-------- Data

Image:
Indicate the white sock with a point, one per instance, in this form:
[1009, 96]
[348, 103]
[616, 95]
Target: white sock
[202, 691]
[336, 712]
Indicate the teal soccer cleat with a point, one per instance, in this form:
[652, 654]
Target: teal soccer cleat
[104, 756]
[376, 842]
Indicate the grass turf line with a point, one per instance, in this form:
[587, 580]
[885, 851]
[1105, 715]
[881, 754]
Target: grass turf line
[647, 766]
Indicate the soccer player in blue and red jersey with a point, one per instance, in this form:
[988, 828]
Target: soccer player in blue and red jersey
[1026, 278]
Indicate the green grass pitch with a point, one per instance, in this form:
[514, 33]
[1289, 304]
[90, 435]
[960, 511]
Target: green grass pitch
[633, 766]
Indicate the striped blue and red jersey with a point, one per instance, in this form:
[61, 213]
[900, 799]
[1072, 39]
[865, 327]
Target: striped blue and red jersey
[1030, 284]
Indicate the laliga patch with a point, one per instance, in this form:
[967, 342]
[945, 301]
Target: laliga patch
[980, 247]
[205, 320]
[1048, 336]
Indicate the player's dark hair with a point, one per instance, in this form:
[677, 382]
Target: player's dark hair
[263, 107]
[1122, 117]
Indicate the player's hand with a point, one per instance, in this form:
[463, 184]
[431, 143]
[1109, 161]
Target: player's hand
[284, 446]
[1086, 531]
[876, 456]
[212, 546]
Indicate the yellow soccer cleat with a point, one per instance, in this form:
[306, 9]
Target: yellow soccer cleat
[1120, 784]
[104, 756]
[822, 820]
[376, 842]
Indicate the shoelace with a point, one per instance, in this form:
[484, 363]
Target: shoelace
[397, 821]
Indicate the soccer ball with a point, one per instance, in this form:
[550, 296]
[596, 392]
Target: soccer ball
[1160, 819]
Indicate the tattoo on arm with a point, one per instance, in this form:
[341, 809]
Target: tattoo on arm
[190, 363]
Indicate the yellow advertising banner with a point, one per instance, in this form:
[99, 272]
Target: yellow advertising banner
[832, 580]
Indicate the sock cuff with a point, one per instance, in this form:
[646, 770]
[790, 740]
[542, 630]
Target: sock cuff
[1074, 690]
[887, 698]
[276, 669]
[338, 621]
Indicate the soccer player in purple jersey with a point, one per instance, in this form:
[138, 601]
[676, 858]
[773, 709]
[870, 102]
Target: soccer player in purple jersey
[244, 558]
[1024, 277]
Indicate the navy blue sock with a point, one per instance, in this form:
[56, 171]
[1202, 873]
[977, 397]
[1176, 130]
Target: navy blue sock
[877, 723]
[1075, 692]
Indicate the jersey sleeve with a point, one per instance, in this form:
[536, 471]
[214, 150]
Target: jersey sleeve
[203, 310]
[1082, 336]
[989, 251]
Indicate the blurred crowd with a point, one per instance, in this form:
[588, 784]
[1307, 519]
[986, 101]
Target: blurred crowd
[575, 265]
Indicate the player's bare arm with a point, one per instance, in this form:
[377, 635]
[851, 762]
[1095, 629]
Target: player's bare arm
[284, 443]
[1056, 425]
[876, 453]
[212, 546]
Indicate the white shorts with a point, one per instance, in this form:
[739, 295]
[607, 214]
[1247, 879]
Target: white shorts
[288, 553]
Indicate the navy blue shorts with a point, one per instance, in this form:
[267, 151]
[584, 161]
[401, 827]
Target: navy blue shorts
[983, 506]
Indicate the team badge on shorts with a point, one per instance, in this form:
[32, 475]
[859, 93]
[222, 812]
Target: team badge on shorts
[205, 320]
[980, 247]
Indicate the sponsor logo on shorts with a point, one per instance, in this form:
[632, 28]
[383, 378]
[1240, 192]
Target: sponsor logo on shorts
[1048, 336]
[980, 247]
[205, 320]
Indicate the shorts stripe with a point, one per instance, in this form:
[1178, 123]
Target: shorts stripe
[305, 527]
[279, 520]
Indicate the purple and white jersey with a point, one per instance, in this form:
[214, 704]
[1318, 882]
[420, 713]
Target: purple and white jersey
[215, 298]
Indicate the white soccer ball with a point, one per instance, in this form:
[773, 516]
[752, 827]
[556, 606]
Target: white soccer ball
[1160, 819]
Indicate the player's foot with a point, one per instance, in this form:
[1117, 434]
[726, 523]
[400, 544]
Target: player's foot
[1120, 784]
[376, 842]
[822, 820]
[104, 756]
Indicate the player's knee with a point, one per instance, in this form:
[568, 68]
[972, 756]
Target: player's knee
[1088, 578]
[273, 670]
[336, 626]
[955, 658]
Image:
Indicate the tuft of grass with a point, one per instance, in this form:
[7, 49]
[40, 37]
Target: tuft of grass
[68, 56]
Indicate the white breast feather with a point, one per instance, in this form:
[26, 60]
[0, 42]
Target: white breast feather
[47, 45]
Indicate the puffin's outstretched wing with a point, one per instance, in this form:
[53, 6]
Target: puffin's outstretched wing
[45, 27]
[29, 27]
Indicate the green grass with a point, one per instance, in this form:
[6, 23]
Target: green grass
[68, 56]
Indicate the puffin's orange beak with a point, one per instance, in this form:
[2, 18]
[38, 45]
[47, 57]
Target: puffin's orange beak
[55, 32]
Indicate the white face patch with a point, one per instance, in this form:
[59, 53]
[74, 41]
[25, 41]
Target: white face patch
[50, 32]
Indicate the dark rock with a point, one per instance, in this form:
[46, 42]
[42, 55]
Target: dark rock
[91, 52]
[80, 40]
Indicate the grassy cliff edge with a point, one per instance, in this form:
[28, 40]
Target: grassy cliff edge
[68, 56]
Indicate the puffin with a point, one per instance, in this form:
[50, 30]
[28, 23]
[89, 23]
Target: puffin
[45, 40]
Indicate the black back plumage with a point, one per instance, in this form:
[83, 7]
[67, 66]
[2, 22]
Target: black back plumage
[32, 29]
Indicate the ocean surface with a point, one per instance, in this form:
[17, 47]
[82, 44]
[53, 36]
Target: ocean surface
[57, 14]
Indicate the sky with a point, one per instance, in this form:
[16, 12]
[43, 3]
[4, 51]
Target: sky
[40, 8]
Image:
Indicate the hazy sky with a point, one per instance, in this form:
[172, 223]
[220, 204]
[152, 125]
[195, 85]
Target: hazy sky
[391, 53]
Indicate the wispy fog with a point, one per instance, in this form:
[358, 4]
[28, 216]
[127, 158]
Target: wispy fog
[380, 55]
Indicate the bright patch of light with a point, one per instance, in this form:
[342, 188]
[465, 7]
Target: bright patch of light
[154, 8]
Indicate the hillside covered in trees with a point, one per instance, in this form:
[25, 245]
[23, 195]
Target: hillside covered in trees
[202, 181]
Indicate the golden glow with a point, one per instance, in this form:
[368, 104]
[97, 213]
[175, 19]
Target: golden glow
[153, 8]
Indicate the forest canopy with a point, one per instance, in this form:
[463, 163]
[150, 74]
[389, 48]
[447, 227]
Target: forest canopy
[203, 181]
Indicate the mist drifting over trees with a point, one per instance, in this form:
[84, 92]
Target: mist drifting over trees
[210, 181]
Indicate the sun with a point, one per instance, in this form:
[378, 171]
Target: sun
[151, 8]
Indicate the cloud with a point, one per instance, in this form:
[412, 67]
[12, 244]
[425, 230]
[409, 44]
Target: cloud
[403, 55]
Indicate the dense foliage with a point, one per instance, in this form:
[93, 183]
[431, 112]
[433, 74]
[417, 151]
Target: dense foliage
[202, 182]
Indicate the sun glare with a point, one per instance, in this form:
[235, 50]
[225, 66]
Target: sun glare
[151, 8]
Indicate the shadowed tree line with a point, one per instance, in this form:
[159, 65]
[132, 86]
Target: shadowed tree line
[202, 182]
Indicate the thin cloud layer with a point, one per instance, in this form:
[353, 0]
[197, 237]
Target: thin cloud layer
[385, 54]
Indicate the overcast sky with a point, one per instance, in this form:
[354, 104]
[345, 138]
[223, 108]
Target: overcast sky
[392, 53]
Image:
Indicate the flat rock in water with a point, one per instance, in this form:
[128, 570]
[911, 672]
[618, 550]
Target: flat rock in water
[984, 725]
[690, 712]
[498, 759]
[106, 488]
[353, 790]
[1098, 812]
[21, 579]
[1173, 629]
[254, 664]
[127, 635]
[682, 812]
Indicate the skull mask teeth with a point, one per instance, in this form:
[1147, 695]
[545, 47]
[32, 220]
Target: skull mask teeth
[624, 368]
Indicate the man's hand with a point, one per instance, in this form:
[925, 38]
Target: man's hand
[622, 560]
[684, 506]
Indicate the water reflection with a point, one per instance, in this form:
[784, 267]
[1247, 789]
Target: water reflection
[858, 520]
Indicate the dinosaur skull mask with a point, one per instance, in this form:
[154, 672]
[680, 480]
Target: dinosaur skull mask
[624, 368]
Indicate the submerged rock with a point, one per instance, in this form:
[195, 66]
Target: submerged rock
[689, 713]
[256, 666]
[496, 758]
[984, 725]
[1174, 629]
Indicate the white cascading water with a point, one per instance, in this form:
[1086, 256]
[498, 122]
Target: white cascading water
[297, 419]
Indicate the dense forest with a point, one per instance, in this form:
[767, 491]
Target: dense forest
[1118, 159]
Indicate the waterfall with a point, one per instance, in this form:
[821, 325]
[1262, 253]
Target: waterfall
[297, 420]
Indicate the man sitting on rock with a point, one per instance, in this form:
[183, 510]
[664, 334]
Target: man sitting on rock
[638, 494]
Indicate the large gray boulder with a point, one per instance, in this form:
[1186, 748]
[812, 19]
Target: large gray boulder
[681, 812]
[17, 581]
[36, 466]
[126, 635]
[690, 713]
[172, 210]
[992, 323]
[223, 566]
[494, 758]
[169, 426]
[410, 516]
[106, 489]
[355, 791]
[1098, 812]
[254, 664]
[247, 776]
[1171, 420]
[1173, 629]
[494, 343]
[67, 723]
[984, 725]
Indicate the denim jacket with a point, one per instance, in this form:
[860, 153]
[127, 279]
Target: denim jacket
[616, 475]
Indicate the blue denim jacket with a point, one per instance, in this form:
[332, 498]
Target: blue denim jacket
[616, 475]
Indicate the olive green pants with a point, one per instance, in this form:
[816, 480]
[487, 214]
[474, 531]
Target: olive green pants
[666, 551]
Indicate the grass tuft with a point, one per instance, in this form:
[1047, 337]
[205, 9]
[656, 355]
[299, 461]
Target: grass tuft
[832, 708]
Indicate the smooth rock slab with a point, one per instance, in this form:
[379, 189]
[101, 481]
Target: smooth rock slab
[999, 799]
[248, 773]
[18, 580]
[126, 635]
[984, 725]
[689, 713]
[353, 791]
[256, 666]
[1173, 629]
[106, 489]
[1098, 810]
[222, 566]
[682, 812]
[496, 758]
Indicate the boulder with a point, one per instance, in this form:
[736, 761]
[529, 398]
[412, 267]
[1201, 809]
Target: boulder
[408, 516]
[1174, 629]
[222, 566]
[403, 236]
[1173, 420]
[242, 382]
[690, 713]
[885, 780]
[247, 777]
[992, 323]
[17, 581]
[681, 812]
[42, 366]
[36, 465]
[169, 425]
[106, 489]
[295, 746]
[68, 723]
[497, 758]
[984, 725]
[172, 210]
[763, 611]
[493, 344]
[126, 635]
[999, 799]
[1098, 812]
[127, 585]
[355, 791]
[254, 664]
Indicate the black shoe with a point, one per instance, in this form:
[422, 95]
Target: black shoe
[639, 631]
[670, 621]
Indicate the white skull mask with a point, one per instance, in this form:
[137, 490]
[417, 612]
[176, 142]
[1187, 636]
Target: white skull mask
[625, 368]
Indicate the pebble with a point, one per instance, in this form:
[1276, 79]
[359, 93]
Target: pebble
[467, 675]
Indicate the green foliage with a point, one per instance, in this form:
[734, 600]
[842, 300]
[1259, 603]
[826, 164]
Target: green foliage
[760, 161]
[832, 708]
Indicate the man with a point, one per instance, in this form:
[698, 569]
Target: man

----------------

> [Instructions for the task] Quote the line that contains "Indicate the white skull" and each line after it through the end of the data, exactly, leaving out everything else.

> [Answer to the exercise]
Indicate the white skull mask with a point, one per instance, in this form:
[137, 490]
[417, 612]
[176, 142]
[1187, 636]
Target: white skull mask
[625, 368]
Indicate the pebble with a point, one per instance, in this form:
[1276, 79]
[359, 93]
Target: pebble
[467, 675]
Indicate the green foliage with a point, one per instance, in this form:
[734, 600]
[842, 300]
[1259, 603]
[826, 164]
Target: green foliage
[760, 161]
[832, 708]
Indicate the man with a point, one per instance, in this form:
[698, 569]
Target: man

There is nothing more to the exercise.